=== Directions for this task ===
From the line containing "# point at: black" through the end of the items, swap "swivel chair" for "office chair" and leave everything else unchanged. Give back only those lines.

** start of Data to process **

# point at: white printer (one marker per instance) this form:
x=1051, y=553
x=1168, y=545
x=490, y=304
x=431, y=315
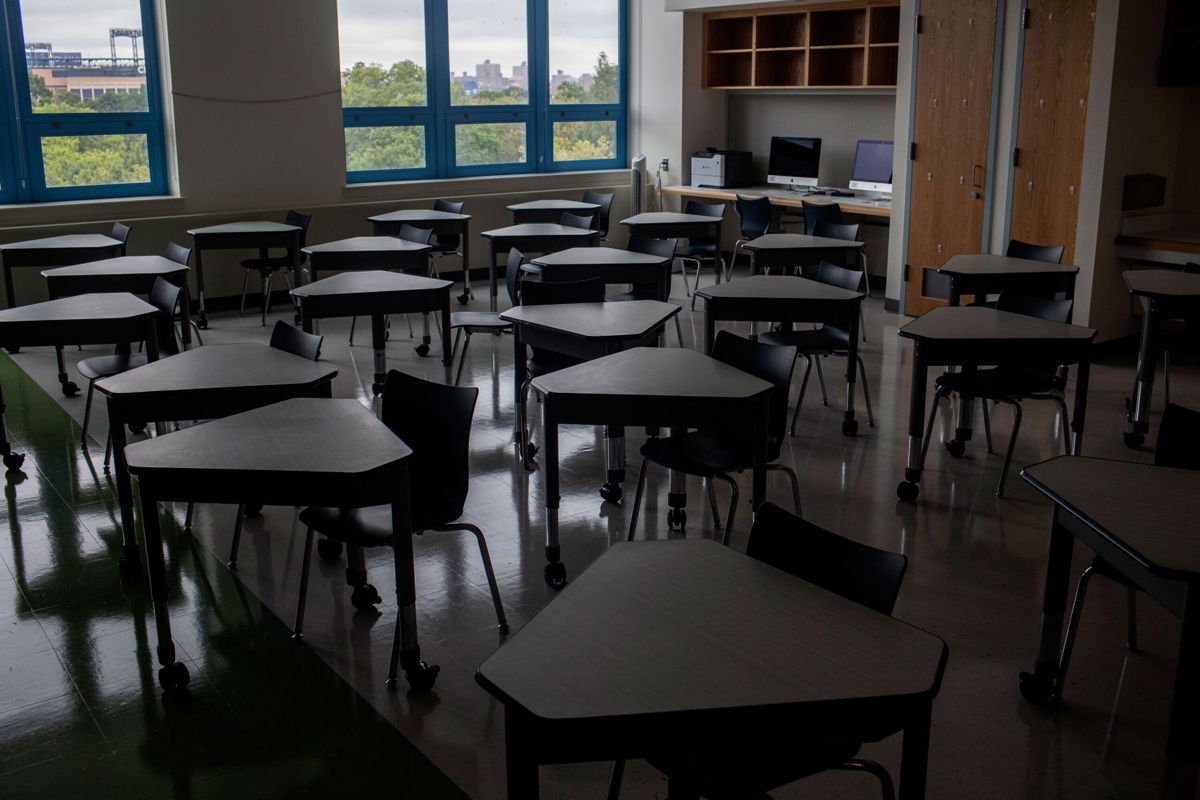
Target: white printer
x=721, y=168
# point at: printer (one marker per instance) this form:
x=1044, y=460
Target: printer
x=721, y=168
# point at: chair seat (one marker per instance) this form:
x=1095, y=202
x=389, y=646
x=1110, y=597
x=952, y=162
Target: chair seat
x=102, y=366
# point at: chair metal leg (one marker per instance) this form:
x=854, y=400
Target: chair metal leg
x=305, y=564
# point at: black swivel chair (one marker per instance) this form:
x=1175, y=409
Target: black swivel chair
x=714, y=452
x=265, y=265
x=825, y=341
x=435, y=421
x=1007, y=384
x=1179, y=446
x=753, y=767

** end of Data to process **

=== Exercise result ===
# point at: black office chair (one marker per instance) this form:
x=1175, y=409
Target: black office chair
x=714, y=452
x=265, y=265
x=825, y=341
x=435, y=421
x=1007, y=384
x=1179, y=446
x=753, y=767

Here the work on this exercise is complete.